What to work on → Output exactly the lines that run from the line with "Could you mark the tire" to the end of the material, both ends included, and no other lines.

Start Exercise inputs

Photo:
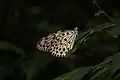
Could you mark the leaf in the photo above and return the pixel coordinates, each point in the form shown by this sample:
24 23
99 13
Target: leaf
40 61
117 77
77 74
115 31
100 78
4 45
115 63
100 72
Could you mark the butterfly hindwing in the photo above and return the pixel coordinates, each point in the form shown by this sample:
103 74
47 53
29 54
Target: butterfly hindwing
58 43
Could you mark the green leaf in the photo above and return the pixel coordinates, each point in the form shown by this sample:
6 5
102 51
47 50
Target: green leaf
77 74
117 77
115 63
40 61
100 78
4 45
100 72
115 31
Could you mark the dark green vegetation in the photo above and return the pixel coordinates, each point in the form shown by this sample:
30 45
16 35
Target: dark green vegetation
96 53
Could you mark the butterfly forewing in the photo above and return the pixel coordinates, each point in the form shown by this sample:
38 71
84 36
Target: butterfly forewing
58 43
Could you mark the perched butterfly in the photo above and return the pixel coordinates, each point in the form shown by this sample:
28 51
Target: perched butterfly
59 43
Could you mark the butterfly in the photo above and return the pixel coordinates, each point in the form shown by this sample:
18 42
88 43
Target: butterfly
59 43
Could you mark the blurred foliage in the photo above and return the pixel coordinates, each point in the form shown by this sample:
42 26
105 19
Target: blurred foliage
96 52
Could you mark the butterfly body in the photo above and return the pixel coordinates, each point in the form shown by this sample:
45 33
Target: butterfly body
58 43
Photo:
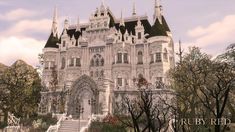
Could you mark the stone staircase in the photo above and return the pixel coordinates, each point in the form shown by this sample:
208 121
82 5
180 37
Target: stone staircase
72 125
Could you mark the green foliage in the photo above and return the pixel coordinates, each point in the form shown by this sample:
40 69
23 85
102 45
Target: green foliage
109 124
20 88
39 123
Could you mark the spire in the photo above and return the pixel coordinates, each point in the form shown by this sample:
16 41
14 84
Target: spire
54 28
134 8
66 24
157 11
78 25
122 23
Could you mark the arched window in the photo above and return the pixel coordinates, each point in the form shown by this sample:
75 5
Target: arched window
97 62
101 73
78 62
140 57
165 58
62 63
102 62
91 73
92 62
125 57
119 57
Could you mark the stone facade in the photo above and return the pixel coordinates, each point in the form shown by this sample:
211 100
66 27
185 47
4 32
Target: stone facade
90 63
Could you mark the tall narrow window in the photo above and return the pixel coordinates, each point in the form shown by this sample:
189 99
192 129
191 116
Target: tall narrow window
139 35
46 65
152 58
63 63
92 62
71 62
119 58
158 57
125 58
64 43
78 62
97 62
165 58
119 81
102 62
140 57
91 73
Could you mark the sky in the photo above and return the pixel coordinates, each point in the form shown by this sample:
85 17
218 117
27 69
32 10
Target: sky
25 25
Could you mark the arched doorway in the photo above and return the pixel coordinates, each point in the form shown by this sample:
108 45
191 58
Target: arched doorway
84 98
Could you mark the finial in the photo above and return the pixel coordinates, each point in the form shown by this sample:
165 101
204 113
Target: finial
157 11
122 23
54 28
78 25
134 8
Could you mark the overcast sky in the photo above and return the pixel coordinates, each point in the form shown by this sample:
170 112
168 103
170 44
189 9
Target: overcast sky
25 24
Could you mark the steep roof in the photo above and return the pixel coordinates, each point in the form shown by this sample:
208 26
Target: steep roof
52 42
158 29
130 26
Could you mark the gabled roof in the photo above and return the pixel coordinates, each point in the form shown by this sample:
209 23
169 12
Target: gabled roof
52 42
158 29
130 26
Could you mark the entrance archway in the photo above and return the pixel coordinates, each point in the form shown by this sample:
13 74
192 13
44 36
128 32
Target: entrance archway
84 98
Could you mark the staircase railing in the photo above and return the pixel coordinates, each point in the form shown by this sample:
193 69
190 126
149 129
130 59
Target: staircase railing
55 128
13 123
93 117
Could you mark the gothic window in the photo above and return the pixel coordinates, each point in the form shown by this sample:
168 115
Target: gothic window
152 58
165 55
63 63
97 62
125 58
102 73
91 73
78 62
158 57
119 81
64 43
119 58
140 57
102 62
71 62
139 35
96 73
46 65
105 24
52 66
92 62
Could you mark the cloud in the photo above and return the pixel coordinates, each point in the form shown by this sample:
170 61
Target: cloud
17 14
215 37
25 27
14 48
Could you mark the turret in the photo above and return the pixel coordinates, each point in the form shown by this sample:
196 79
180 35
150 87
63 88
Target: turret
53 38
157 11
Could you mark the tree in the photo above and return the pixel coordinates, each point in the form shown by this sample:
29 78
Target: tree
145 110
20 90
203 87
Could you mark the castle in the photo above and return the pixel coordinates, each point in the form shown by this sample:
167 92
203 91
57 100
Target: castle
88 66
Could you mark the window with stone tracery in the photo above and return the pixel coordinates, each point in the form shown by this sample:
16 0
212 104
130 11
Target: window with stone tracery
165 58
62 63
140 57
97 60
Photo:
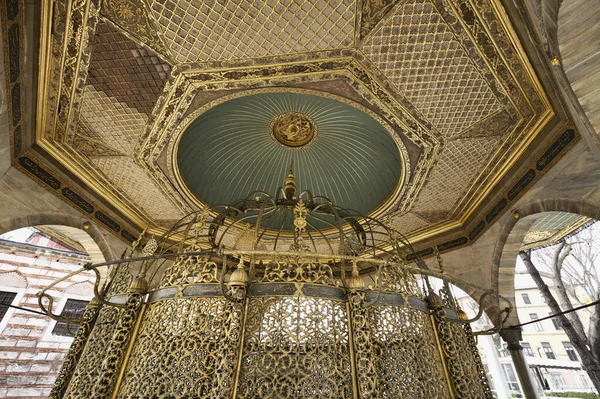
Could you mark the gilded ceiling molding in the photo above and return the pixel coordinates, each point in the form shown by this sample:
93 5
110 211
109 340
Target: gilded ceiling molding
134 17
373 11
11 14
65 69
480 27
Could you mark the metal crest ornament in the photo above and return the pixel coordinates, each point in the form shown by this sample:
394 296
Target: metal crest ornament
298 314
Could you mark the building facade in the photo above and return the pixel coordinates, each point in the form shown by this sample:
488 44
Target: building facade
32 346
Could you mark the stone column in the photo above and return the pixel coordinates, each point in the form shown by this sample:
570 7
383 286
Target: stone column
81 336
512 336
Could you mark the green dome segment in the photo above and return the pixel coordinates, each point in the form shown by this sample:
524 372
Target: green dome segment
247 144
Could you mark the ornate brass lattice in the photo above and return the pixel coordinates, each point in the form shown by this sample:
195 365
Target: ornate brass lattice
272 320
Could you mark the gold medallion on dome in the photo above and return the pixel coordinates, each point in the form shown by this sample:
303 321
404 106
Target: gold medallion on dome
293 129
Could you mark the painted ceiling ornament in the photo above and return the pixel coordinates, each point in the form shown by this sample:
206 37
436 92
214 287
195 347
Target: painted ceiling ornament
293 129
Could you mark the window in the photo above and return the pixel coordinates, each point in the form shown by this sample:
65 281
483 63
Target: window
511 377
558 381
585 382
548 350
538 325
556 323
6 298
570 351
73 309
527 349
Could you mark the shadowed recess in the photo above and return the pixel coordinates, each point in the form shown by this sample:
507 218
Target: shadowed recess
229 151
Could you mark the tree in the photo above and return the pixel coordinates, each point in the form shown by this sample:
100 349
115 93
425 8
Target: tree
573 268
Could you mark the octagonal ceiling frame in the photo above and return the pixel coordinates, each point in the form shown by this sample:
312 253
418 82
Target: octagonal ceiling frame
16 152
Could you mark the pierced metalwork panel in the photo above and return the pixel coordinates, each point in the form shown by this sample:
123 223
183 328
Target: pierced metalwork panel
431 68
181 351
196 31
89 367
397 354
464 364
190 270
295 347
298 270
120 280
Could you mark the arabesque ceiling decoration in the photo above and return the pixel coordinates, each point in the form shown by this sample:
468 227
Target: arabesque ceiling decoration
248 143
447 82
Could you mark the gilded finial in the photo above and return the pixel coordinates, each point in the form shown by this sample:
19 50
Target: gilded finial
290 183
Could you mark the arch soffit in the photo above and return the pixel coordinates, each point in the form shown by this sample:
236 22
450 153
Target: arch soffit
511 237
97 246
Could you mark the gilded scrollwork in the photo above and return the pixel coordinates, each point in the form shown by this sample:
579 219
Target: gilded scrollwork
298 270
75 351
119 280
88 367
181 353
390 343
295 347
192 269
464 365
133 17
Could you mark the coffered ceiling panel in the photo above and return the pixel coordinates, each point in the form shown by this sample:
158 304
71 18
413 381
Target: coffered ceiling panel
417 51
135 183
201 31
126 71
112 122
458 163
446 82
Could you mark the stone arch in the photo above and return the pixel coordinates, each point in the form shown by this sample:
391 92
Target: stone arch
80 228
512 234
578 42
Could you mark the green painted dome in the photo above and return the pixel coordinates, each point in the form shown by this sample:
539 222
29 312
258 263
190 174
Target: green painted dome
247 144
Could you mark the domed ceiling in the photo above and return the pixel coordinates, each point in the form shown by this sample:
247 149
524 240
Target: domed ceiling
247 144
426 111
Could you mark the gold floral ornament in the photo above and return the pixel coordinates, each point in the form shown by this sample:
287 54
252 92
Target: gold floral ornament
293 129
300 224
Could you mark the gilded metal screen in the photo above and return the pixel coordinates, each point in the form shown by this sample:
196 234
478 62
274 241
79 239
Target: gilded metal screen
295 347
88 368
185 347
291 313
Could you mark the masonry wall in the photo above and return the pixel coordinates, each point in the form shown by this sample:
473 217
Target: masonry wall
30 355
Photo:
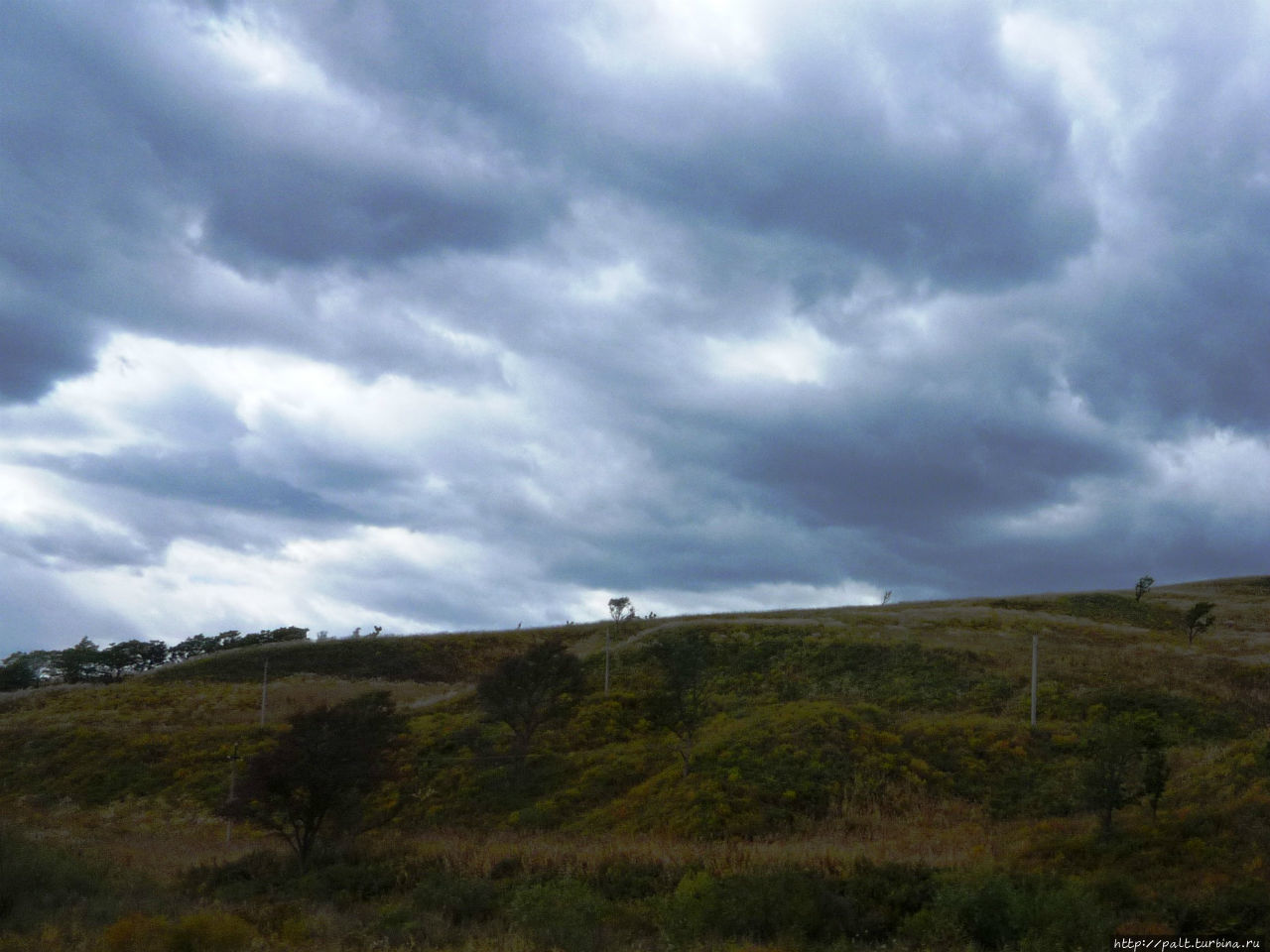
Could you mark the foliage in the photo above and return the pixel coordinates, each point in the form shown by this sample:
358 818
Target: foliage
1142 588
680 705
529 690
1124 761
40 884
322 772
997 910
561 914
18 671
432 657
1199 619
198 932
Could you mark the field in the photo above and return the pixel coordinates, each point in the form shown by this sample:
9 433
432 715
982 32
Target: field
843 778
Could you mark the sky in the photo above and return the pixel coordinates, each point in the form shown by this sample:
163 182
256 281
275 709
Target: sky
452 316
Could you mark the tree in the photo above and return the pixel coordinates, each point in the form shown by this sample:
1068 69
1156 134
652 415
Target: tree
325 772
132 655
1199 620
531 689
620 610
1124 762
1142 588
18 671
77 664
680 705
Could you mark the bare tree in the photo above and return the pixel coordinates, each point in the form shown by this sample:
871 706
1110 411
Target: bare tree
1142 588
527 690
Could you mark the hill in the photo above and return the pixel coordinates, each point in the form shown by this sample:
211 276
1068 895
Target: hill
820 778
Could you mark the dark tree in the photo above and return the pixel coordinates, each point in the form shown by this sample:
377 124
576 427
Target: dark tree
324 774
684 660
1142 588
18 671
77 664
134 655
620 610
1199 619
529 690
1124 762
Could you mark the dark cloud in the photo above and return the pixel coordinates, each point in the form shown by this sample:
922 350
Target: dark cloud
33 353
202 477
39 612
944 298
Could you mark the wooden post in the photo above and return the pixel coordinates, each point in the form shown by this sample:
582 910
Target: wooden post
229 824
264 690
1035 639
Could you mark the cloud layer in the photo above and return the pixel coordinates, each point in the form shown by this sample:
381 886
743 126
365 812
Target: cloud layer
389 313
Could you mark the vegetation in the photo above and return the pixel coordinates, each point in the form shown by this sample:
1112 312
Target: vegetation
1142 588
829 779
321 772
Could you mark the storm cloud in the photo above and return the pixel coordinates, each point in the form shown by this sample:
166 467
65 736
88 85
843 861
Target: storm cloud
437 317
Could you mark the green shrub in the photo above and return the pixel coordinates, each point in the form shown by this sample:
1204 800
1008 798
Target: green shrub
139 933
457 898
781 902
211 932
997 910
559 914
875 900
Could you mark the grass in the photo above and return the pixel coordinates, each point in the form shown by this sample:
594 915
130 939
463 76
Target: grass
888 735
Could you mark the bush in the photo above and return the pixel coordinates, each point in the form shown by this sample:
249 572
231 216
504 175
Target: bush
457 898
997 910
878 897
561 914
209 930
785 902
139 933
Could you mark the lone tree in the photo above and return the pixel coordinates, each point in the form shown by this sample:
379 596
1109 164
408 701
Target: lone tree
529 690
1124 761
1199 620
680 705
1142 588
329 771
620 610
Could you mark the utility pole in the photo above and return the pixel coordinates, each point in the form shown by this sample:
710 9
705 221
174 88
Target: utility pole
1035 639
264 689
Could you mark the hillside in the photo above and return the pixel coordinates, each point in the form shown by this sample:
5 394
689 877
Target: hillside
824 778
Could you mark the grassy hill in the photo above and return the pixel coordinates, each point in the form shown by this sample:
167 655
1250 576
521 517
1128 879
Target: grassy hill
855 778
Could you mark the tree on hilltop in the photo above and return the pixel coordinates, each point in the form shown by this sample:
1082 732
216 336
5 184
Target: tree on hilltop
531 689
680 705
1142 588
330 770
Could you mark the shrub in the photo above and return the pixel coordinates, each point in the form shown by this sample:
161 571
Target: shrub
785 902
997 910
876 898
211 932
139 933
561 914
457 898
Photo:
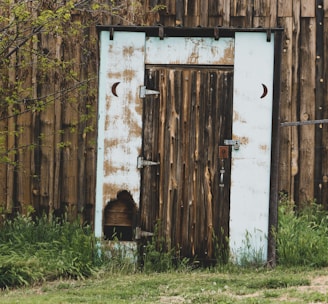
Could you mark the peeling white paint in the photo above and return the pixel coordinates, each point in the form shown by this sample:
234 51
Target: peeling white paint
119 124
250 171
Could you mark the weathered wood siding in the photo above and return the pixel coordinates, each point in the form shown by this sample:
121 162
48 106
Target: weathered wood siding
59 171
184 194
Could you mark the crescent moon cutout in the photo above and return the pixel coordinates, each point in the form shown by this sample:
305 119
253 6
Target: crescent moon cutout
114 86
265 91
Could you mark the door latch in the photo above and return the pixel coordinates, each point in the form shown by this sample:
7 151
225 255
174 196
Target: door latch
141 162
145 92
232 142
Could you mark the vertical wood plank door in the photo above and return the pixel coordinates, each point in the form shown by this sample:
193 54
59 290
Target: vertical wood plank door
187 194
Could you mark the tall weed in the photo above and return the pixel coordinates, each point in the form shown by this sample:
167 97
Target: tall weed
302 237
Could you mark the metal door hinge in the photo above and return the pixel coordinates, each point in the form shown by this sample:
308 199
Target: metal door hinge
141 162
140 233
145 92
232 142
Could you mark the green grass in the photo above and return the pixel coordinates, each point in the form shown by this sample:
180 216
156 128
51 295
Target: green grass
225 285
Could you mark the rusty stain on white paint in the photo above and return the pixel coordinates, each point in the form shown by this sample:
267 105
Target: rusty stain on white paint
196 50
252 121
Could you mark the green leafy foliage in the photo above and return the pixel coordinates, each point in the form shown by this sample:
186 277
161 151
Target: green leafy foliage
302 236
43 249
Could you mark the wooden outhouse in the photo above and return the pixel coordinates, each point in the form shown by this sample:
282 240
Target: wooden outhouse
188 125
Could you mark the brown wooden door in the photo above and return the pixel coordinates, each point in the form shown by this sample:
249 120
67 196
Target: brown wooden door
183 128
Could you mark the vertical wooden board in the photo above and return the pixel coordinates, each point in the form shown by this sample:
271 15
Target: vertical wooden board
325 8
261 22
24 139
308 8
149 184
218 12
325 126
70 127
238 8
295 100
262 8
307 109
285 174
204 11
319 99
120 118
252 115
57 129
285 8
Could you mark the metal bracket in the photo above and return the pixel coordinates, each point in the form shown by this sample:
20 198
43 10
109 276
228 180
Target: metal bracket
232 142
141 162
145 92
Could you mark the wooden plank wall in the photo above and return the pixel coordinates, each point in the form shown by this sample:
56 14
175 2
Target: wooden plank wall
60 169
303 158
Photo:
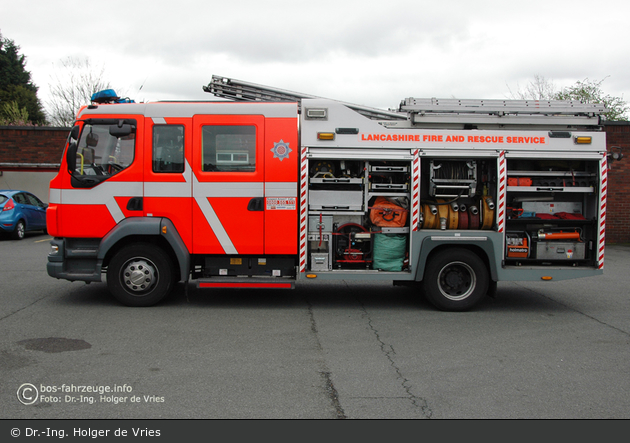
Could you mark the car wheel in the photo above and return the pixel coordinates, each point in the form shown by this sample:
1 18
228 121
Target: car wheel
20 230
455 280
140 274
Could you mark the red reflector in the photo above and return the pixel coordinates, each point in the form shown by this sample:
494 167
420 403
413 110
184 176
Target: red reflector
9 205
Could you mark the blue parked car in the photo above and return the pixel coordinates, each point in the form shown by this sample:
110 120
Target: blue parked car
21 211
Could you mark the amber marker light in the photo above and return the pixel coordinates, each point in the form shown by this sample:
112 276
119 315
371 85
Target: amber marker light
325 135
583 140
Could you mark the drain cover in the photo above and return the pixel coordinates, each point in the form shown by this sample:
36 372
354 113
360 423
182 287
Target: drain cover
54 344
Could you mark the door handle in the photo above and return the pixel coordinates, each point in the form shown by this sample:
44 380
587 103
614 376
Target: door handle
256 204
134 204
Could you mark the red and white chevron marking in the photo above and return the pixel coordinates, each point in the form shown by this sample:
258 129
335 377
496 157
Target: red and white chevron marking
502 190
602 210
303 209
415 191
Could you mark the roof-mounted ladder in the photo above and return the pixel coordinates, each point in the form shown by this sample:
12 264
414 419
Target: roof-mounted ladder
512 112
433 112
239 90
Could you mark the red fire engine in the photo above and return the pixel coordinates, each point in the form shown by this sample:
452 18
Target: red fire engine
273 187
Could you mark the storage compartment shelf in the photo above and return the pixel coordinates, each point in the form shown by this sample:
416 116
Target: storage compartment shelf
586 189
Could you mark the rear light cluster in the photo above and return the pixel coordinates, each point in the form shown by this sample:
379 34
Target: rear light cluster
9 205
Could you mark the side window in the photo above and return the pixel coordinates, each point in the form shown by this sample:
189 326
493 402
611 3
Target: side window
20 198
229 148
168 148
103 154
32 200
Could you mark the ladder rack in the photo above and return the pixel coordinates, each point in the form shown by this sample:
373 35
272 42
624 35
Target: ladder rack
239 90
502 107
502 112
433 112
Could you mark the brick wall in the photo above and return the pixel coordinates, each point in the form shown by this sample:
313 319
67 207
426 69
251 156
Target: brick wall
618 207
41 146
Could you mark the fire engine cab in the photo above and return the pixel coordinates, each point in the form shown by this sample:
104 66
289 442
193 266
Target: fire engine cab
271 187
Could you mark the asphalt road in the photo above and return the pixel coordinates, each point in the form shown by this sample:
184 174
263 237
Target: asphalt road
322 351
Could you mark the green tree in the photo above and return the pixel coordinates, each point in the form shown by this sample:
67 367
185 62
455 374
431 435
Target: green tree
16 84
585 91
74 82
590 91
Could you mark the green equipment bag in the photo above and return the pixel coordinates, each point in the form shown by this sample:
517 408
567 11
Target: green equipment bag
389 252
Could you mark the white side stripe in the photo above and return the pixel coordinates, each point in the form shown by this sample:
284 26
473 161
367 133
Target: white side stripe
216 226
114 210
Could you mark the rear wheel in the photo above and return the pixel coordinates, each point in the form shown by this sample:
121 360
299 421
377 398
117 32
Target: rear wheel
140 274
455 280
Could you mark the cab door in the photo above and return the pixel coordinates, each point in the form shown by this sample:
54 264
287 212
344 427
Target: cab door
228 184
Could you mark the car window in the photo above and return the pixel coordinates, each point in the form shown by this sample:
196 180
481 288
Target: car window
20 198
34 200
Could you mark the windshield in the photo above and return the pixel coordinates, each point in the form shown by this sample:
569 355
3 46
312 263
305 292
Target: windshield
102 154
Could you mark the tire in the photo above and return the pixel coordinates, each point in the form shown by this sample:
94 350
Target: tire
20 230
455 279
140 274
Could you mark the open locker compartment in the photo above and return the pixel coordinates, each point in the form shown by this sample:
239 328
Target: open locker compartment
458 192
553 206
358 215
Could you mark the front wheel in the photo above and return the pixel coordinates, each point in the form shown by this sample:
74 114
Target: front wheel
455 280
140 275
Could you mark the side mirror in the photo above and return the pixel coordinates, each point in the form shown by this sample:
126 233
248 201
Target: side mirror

End Exercise inputs

Response →
Could you mark the tire in the photo above and return the pixel coordinates, each point in the form shown by this sample:
94 350
Target: tire
20 230
455 279
140 274
Could you mark the open locker compartment in the photo above and return the pixel coordinates, each point in the form shown by this sample:
239 328
Target: open locker compartment
458 192
553 206
358 215
Could you mark the front wheel in the photo above and return the pixel coordinates, each point in the form shown by this sample:
74 114
Target: front wheel
455 280
140 275
Could you mark the side mirror in the photo above and return the pixel coordinates, each point in the form shown by this sample:
126 233
248 201
Target: side mirror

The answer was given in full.